- **Directive**
Which lines in the data below contain the word "hair"? Copy each of them.

Start

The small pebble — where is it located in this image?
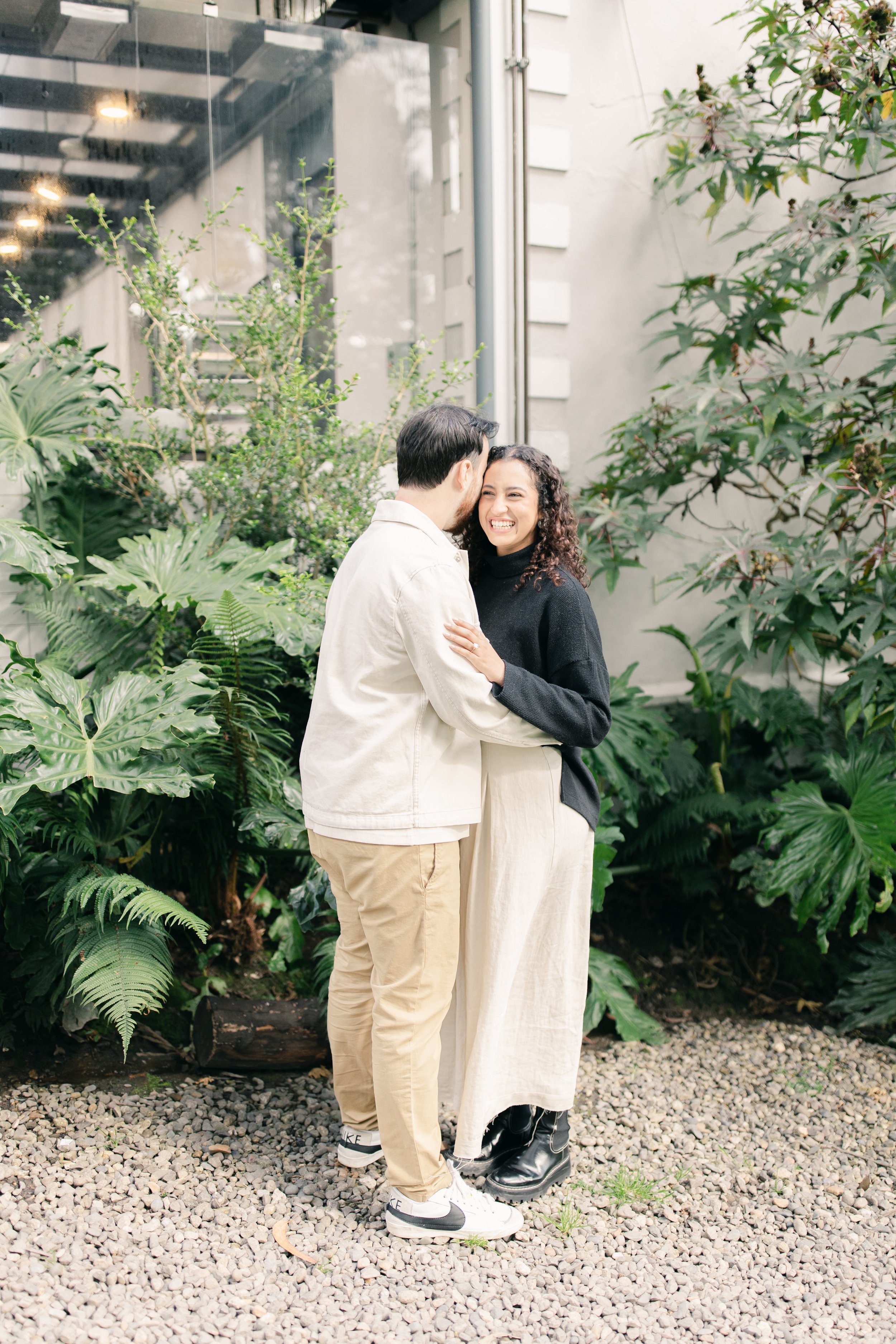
[0,1020,896,1344]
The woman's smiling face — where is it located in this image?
[480,457,539,555]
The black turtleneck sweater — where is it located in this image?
[472,546,610,829]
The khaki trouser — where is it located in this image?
[308,831,461,1200]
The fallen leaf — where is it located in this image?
[271,1218,317,1265]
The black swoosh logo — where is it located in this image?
[388,1204,466,1233]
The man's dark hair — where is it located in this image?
[397,402,499,491]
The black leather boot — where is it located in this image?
[485,1110,572,1204]
[451,1106,535,1176]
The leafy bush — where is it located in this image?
[830,933,896,1039]
[0,162,470,1050]
[583,948,665,1046]
[580,0,896,978]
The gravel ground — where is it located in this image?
[0,1021,896,1344]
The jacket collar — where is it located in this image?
[371,500,457,552]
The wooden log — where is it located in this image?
[194,995,329,1070]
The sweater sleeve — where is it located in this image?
[494,582,611,747]
[494,657,610,747]
[395,564,557,747]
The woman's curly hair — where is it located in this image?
[458,444,588,591]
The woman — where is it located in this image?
[439,445,610,1203]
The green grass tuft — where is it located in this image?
[545,1199,584,1238]
[602,1167,672,1206]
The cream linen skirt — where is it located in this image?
[439,742,594,1157]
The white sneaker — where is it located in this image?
[336,1125,383,1167]
[386,1167,523,1240]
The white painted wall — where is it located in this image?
[528,0,743,695]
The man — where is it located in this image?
[301,405,553,1238]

End

- **Response to the exercise**
The man's dark hair — where is it located in this image?
The woman's curly hair — where is it located in this image?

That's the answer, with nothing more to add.